Show every line in the records below that has the word "query" in it.

--- Start ---

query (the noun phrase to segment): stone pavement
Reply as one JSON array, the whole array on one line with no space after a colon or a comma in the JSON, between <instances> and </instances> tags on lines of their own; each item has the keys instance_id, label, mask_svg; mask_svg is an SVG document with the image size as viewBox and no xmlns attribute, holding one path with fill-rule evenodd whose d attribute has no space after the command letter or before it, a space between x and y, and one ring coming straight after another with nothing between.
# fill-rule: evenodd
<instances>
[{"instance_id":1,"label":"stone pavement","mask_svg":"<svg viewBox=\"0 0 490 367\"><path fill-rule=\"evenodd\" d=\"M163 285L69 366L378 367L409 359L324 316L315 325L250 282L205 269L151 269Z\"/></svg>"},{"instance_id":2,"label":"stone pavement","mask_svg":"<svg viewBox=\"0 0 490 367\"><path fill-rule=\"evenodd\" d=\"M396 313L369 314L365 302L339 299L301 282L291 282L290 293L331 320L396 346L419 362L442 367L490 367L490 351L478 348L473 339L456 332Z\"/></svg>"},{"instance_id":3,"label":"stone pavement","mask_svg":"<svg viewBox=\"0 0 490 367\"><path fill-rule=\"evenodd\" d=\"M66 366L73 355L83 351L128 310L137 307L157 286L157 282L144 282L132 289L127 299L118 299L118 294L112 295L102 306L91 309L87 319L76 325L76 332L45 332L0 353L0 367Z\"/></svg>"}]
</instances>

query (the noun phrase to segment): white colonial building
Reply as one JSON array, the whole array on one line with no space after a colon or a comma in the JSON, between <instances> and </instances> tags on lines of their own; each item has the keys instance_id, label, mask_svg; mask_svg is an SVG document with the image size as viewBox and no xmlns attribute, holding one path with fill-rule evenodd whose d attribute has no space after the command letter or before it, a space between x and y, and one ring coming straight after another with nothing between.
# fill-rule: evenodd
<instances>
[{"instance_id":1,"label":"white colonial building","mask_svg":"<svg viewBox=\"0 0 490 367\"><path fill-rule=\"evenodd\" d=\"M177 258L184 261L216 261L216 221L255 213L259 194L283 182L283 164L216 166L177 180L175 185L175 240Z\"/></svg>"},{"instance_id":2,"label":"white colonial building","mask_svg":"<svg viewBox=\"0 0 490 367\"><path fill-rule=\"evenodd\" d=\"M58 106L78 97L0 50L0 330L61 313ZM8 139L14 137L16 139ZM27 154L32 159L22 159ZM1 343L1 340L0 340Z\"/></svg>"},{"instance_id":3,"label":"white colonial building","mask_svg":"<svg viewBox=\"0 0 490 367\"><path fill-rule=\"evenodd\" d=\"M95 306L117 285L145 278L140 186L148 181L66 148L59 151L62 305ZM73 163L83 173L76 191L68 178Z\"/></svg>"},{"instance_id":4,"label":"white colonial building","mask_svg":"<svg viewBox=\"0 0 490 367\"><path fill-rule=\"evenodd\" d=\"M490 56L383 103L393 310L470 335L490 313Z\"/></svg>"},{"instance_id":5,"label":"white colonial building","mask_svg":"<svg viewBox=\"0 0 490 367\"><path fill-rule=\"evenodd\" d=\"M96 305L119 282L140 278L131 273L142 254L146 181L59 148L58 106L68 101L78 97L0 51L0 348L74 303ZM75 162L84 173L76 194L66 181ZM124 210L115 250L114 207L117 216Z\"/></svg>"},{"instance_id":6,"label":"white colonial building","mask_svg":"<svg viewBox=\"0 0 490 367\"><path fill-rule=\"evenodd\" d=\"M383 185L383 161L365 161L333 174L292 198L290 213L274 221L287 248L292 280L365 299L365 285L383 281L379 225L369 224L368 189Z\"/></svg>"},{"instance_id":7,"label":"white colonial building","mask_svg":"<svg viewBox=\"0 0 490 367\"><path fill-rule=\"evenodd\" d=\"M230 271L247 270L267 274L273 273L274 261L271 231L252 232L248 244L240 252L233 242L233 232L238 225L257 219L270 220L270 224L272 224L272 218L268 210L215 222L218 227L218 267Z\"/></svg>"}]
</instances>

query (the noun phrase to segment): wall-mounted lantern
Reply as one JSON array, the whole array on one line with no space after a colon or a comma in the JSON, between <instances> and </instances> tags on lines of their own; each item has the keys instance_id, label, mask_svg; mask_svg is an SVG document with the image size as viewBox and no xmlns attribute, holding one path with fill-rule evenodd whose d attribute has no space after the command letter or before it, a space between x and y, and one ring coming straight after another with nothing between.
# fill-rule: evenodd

--- End ---

TASK RESULT:
query (the noun phrase to segment): stone pavement
query (the noun phrase to segment): white colonial building
query (the noun phrase to segment): wall-mounted lantern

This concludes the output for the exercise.